The request:
Copy out every one of the records below word for word, with nothing changed.
▼
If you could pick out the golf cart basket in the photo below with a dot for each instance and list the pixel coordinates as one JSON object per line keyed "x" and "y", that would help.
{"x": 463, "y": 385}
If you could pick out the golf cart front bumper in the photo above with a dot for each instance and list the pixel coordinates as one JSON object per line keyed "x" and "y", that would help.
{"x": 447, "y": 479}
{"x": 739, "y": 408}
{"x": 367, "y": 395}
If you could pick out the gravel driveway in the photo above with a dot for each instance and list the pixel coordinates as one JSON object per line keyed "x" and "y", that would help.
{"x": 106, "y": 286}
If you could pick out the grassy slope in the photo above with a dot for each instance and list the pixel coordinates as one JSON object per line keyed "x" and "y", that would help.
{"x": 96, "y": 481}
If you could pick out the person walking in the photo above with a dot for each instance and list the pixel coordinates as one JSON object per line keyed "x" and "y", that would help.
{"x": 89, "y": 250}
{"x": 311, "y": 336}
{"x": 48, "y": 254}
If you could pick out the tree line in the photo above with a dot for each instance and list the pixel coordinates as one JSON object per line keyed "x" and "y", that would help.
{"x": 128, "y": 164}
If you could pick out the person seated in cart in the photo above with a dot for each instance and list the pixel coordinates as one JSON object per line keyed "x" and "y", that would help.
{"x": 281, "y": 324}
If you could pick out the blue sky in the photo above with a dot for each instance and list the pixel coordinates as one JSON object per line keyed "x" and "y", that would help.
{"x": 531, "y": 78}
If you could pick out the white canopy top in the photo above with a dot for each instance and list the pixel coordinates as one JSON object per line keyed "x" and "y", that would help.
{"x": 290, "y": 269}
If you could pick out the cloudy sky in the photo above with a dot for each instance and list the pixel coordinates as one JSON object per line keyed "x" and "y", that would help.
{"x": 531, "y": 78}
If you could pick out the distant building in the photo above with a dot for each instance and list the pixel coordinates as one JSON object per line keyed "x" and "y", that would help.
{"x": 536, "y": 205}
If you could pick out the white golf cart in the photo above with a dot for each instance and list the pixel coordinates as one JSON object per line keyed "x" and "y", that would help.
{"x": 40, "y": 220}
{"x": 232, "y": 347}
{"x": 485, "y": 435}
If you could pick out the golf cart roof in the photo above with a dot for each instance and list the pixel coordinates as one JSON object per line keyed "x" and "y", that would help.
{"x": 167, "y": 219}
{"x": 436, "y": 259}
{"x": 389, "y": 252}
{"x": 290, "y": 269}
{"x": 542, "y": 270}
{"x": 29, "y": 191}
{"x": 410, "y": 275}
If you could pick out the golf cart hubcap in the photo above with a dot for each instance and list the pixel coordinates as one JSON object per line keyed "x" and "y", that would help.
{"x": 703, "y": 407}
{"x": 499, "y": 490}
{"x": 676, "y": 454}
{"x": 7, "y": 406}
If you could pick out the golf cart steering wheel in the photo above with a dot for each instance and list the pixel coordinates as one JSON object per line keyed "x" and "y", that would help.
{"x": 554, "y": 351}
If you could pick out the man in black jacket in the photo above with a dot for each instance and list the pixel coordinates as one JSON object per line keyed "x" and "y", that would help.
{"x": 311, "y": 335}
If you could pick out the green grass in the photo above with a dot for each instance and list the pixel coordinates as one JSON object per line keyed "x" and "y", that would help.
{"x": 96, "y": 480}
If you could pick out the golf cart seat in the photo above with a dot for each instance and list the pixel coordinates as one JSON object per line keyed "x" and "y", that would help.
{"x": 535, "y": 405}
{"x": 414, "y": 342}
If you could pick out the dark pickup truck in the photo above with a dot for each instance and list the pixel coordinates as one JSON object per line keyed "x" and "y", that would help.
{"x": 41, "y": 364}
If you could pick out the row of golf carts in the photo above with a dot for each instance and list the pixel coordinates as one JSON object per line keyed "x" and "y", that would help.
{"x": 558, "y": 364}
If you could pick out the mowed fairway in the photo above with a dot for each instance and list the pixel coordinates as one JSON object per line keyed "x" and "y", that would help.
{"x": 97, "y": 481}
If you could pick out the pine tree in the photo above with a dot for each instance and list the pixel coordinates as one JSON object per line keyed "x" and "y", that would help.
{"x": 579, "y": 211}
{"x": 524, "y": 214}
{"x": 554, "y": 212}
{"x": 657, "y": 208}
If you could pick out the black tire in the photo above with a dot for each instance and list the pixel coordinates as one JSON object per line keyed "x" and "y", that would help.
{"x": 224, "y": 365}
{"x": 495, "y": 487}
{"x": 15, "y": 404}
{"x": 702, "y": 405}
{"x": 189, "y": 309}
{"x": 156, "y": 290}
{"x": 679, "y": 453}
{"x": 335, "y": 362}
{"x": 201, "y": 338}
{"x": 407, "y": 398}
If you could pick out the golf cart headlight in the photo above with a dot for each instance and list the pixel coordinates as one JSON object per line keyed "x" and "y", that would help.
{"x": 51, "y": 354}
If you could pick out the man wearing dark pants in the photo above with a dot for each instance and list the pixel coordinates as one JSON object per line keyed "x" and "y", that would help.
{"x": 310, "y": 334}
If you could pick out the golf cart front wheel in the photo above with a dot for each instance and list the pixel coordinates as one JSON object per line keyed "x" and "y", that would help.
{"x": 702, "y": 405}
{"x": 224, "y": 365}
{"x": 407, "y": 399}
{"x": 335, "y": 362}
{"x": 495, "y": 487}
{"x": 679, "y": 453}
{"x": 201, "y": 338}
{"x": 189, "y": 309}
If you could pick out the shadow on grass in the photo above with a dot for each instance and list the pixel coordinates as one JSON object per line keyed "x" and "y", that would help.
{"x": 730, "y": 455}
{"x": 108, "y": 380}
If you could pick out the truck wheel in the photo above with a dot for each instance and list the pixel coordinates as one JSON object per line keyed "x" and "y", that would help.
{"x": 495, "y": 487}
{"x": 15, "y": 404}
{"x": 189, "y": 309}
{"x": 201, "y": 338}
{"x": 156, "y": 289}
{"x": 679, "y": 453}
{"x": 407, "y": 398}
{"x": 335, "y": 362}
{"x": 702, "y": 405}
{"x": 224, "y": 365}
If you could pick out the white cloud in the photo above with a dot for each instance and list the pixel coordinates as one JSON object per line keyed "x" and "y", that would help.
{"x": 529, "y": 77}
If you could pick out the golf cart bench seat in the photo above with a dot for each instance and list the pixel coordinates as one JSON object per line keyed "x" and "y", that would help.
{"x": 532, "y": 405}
▲
Written response:
If you could pick out the golf cart basket in the photo below with a dot for each instance and list the pixel coordinates as one JSON object per line keyed "x" and "y", that would help.
{"x": 463, "y": 385}
If you could pick out the golf cart front bumper in the photo above with a dot for each instance and list the pixel coordinates as one JSON object per line keyed "x" and "y", that would help.
{"x": 447, "y": 479}
{"x": 739, "y": 408}
{"x": 367, "y": 395}
If you could pick out the gravel driveway in the photo above with a dot for each instance and list the pixel coordinates as one JSON object per line keyed "x" and "y", that would help.
{"x": 106, "y": 286}
If you could pick out the grassy slope in the photo above with a dot for each instance and list the pixel coordinates as one JSON object per line keyed "x" and "y", that would help.
{"x": 96, "y": 481}
If you could pick out the person walking in the photo above with a dot for each instance and list the pixel coordinates as one JSON object per line keyed "x" and "y", that would help.
{"x": 89, "y": 250}
{"x": 311, "y": 336}
{"x": 48, "y": 254}
If you could pick out the tree line in the photo above with a dot for each instance and list the pixel coordinates as one JSON object per line keyed "x" and "y", that would help.
{"x": 128, "y": 164}
If you could pick out the person seated in cart in the photo above with a dot for each instance and list the pixel coordinates as one JSON object per line keyed "x" and "y", that would help.
{"x": 281, "y": 324}
If you could pick out the blue sky in the photo above with a dot for each instance and list the pixel coordinates as one JSON object per line keyed "x" and "y", that would help.
{"x": 531, "y": 78}
If you could pick out the white canopy top in the photo above with a dot for each instance and list the pixel coordinates as one JSON object per line keyed "x" and "y", that would help.
{"x": 290, "y": 269}
If you could pick out the cloudy sky in the photo above with a dot for each instance and list the pixel coordinates as one JSON object per line keyed "x" and "y", that would help.
{"x": 531, "y": 78}
If you could pick out the distant building in the photo above with a dot for each instance and list the pixel coordinates as one JSON object per line keyed "x" and "y", that would help.
{"x": 536, "y": 205}
If you could pick out the white golf cart in the photo above with a dot for each instance and list the pixel coordinates as one JSON object per line keyed "x" and "y", that would help.
{"x": 40, "y": 220}
{"x": 232, "y": 347}
{"x": 485, "y": 435}
If you could pick out the golf cart roof in the photo above with a dot for each instance and list the pixel coordinates as one JSON object per line keyed "x" and "y", that would help.
{"x": 167, "y": 219}
{"x": 436, "y": 259}
{"x": 389, "y": 252}
{"x": 290, "y": 269}
{"x": 542, "y": 270}
{"x": 29, "y": 191}
{"x": 410, "y": 275}
If you could pick out the golf cart hubcap in the photo above with a dot for each instance and list the pixel coordinates as one JSON object per line keyed "x" and "y", that would help.
{"x": 703, "y": 407}
{"x": 499, "y": 490}
{"x": 676, "y": 454}
{"x": 7, "y": 406}
If you could pick out the golf cart steering wheel in the photo above with a dot for each instance and list the pixel coordinates as one JSON object per line keyed "x" and "y", that would help.
{"x": 554, "y": 351}
If you could pick out the man in black jacket in the photo above with a dot for each instance and list the pixel coordinates as one JSON object per line keyed "x" and "y", that would help.
{"x": 311, "y": 335}
If you could pick out the green grass in the photo above with a dot for each instance and list the pixel coordinates as one JSON object per line keyed "x" and "y", that would help.
{"x": 96, "y": 480}
If you could pick out the golf cart seat in the photo above with a dot for each instance and list the pixel coordinates as one JSON object per line keyed "x" and "y", that would help.
{"x": 535, "y": 405}
{"x": 414, "y": 342}
If you could pick out the dark pickup truck in the photo above with a dot for each instance and list the pixel coordinates as one JSON object per line keyed "x" and "y", that would help.
{"x": 41, "y": 364}
If you could pick out the row of golf carts in the photo above with a dot for each instance and list the pixel coordinates as one JSON object per line keyed "x" and "y", that would help.
{"x": 558, "y": 364}
If you could pick out the mowed fairway in the photo above with a dot for each instance and list the pixel coordinates as one JSON object per line keyed "x" and "y", that would help.
{"x": 97, "y": 481}
If you could pick out the pine tree in the photo above with a dot for each instance and list the pixel coordinates as one JSON object per line keyed "x" and "y", that would help.
{"x": 579, "y": 211}
{"x": 524, "y": 214}
{"x": 554, "y": 212}
{"x": 657, "y": 208}
If you could pick out the black tire in the photo above with a dot for each instance and list the pixel coordinates as one JSON object per line keyed "x" and "y", that would help.
{"x": 224, "y": 365}
{"x": 495, "y": 487}
{"x": 15, "y": 404}
{"x": 702, "y": 405}
{"x": 189, "y": 309}
{"x": 156, "y": 290}
{"x": 679, "y": 453}
{"x": 335, "y": 362}
{"x": 201, "y": 338}
{"x": 407, "y": 398}
If you could pick out the golf cart headlight in the photo above with a dot for each instance and list the pixel coordinates as one JSON object per line keyed "x" and "y", that would help.
{"x": 51, "y": 354}
If you could pick out the man wearing dark pants in the photo above with a dot for each instance and list the pixel coordinates as one JSON object per line keyed "x" and "y", that would help.
{"x": 310, "y": 334}
If you could pick out the golf cart front wheel in the photo above with a dot for each instance and list the pixel coordinates as one JSON object per line keyed "x" and "y", that would help.
{"x": 702, "y": 405}
{"x": 224, "y": 365}
{"x": 407, "y": 399}
{"x": 335, "y": 362}
{"x": 495, "y": 487}
{"x": 679, "y": 453}
{"x": 201, "y": 338}
{"x": 189, "y": 309}
If you could pick out the shadow on grass in the photo above with a dot for each instance and list the pixel coordinates as one JSON object per line keyed "x" and "y", that would help.
{"x": 730, "y": 455}
{"x": 108, "y": 380}
If you could pick out the truck wheel in the photo above with a dot for each instance and list the pixel coordinates as one JSON object per line keyed "x" and "y", that would help.
{"x": 495, "y": 487}
{"x": 15, "y": 404}
{"x": 189, "y": 309}
{"x": 201, "y": 338}
{"x": 156, "y": 289}
{"x": 679, "y": 453}
{"x": 407, "y": 398}
{"x": 335, "y": 362}
{"x": 702, "y": 405}
{"x": 224, "y": 365}
If you could pick out the white cloud in the photo above with a dot for each instance and list the pixel coordinates as one JSON object per line keyed "x" and "y", that would help.
{"x": 529, "y": 77}
If you could pick out the golf cart bench seat in the photo above with a dot for each instance and list the pixel coordinates as one JSON object per line keyed "x" and "y", that would help.
{"x": 532, "y": 405}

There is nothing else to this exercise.